To Resect or Not to Resect in Stage III NSCLC

SINGAPORE — When is stage III non–small cell lung cancer (NSCLC) resectable?

The introduction of “novel therapeutics into the neoadjuvant space and now the perioperative space has really transformed the care for patients with stage III disease and has even transformed our understanding of what’s resectable, said Sandip P. Patel, MD, of UC San Diego Health, California.

However, stage III NSCLC remains a highly heterogeneous disease, and there is currently no expert consensus on the definition of resectable stage III NSCLC.

“Although guidelines can help distinguish between resectable and unresectable, stage III NSCLC, resectability is not uniformly defined,” said Ilias Houda, MD, PhD candidate, of Amsterdam University Medical Center, the Netherlands.

Experts at the IASLC 2023 World Conference on Lung Cancer (WCLC) attempted to clarify and reach a consensus on this question of resectability.

Houda presented survey findings from a Delphi consensus project led by the EORTC Lung Cancer Group. The survey aimed to establish agreement among experts on the definition of resectable stage III NSCLC for clinical trial use.

Houda and colleagues assessed the current level of consensus among physicians working in the field using a 13-item online survey. Survey participants rated the resectability of tumors in 37 different T- and N-stage scenarios.

At least 75% of participants had to agree on a given clinical scenario to reach a consensus.

Source data:
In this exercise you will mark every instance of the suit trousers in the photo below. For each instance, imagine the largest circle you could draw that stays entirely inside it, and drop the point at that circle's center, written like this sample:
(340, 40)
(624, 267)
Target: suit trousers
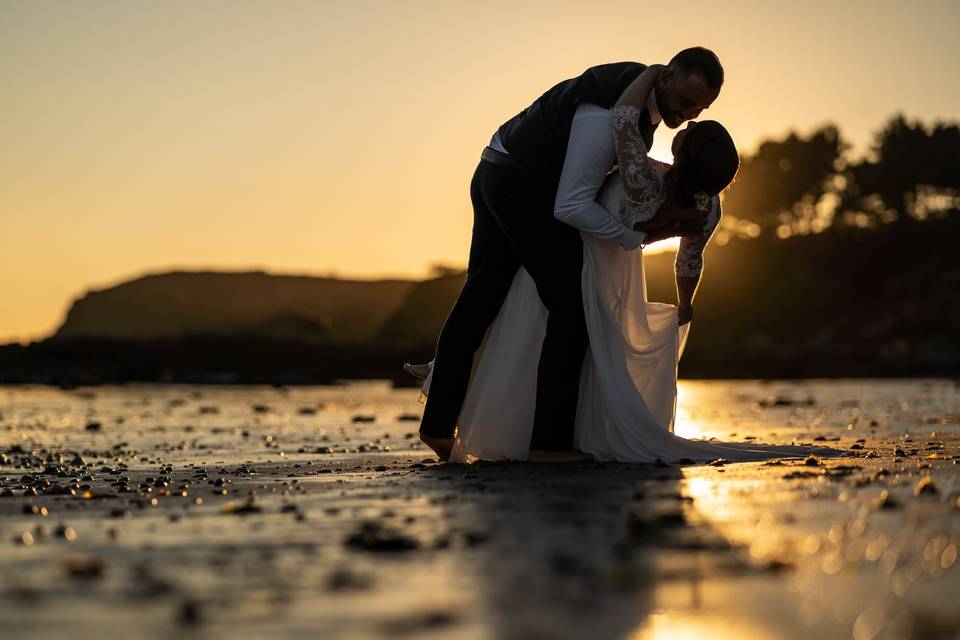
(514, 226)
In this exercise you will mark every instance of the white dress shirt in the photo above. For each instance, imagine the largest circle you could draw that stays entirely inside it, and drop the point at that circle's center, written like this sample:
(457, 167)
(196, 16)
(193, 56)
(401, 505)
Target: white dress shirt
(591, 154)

Exercise:
From the lung cancer text, reproduce the passage between "However, stage III" and "Center, the Netherlands.", inclusive, word for word. The items have nothing to do with the tasks here.

Task solution:
However, stage III NSCLC remains a highly heterogeneous disease, and there is currently no expert consensus on the definition of resectable stage III NSCLC.

“Although guidelines can help distinguish between resectable and unresectable, stage III NSCLC, resectability is not uniformly defined,” said Ilias Houda, MD, PhD candidate, of Amsterdam University Medical Center, the Netherlands.